Set down all the entries again, word for word.

----

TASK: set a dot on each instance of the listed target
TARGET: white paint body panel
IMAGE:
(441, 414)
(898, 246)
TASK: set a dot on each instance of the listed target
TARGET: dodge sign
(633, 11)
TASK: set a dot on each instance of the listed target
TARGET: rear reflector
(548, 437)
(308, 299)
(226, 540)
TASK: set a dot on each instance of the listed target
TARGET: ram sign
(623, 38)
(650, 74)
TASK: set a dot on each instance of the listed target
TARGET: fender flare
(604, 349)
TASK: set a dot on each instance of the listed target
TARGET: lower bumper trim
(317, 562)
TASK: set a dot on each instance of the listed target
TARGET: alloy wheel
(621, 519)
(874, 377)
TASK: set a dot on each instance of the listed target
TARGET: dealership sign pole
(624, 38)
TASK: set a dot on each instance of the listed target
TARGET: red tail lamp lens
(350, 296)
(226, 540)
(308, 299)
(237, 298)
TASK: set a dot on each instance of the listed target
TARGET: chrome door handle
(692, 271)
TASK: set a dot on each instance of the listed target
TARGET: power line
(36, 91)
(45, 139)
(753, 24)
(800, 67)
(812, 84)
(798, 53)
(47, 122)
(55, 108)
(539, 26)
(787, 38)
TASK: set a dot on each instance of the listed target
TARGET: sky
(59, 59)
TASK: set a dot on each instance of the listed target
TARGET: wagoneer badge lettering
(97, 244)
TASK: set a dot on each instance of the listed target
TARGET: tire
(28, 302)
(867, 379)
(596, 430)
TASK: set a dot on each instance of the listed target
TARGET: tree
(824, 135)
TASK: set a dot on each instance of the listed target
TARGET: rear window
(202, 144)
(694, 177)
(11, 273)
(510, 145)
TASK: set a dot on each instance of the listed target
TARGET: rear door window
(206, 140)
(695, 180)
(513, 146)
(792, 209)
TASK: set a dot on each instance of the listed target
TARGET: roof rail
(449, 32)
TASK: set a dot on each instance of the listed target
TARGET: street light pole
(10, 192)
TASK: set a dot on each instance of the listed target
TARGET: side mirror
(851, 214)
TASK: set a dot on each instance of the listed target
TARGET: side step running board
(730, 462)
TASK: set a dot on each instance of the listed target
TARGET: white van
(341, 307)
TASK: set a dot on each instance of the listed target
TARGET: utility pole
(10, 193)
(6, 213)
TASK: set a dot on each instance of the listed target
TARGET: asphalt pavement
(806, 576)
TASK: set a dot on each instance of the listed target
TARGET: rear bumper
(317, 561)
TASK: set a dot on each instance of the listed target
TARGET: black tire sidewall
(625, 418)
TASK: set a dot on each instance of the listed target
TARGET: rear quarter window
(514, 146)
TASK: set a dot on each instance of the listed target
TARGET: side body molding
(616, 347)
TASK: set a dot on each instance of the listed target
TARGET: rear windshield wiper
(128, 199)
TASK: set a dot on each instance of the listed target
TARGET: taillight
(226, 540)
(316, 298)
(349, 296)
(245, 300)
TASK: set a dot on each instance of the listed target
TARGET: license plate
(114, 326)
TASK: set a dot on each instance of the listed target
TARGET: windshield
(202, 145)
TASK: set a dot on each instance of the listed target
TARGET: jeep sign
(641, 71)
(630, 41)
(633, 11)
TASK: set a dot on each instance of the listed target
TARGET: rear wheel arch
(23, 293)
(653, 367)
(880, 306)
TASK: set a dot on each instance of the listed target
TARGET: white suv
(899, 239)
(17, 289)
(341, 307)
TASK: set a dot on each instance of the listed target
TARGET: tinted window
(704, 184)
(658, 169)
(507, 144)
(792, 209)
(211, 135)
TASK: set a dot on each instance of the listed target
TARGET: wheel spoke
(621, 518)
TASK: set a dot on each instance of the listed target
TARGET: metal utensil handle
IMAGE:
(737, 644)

----

▶ Reply:
TASK: set a dot on each instance of the listed target
TARGET: white paint body panel
IMAGE:
(441, 414)
(898, 246)
TASK: set a dot on each instance of the listed target
TARGET: dodge sign
(633, 11)
TASK: set a dot on each instance of the listed target
TARGET: rear reflector
(548, 437)
(308, 299)
(226, 540)
TASK: set a dot on each instance of the listed target
TARGET: ram sign
(623, 38)
(650, 74)
TASK: set a dot on each instance of the listed target
TARGET: fender flare
(604, 349)
TASK: set a dot on each instance of the listed target
TARGET: lower bumper trim
(317, 562)
TASK: set a dot on each instance of the listed target
TARGET: alloy wheel
(621, 519)
(874, 377)
TASK: set a dot on each instance of the listed target
TARGET: dealership sign pole
(624, 38)
TASK: set a dot on each instance of the listed target
TARGET: red tail lamp lens
(350, 296)
(226, 540)
(308, 299)
(237, 298)
TASK: set a dot on each instance of the listed target
TARGET: chrome door handle
(692, 271)
TASK: set a dot on each instance of the listed target
TARGET: power line
(36, 91)
(45, 139)
(753, 24)
(800, 67)
(812, 84)
(798, 53)
(47, 122)
(55, 108)
(539, 26)
(787, 38)
TASK: set a dot on each instance of the listed target
TARGET: sky
(59, 59)
TASK: set a dot on each instance of the listed target
TARGET: wagoneer badge lettering
(97, 244)
TASK: set a dot on each instance of the listed target
TARGET: tire
(28, 302)
(867, 379)
(596, 430)
TASK: set a dot on each instance of the listed target
TARGET: tree
(824, 135)
TASK: set a dot on each instance of the listed target
TARGET: rear window
(202, 144)
(694, 177)
(11, 273)
(510, 145)
TASK: set a dot on each instance of the listed target
TARGET: rear door window
(206, 140)
(695, 180)
(513, 146)
(792, 209)
TASK: set a dot on each instance of the listed target
TARGET: roof rail
(449, 32)
TASK: set a dot on each instance of the listed target
TARGET: street light pole
(10, 192)
TASK: set a dot on each instance of the listed target
TARGET: side mirror
(851, 214)
TASK: set a dot on each instance of the listed target
TARGET: side step running board
(730, 462)
TASK: set a dot on each instance of the listed target
TARGET: white van
(341, 307)
TASK: set a dot on each instance of the listed target
TARGET: utility pole
(10, 193)
(6, 213)
TASK: set a dot on each instance of the listed target
TARGET: asphalt pavement
(806, 576)
TASK: set a dot on each instance of the listed target
TARGET: rear bumper
(317, 561)
TASK: set a dot on each instance of the listed target
TARGET: black tire sidewall
(625, 418)
TASK: set a dot on each instance of the listed target
TARGET: rear quarter window
(514, 146)
TASK: set a dot on each instance of the listed target
TARGET: side body molding
(616, 347)
TASK: set a dot on each instance of the listed target
TARGET: rear windshield wiper
(128, 199)
TASK: set a dot on each instance of the listed target
TARGET: taillight
(226, 540)
(316, 298)
(349, 296)
(245, 300)
TASK: set a dot on each instance of the listed target
TARGET: license plate
(114, 326)
TASK: set a dot on each instance of the listed target
TARGET: windshield
(202, 145)
TASK: set a dot on each instance of the listed target
TARGET: jeep sign
(641, 71)
(630, 41)
(633, 11)
TASK: set a dot on each instance of the listed target
TARGET: rear wheel arch
(23, 293)
(653, 367)
(880, 306)
TASK: set a dot on each instance of the listed target
TARGET: white suv
(899, 239)
(17, 289)
(341, 307)
TASK: set a dot on each instance of the listed target
TARGET: tinted window
(704, 184)
(658, 169)
(507, 144)
(792, 209)
(211, 135)
TASK: set a dot on each instance of the listed target
TARGET: wheel spoke
(621, 518)
TASK: set a dot on each instance of the listed target
TARGET: metal utensil handle
IMAGE:
(737, 644)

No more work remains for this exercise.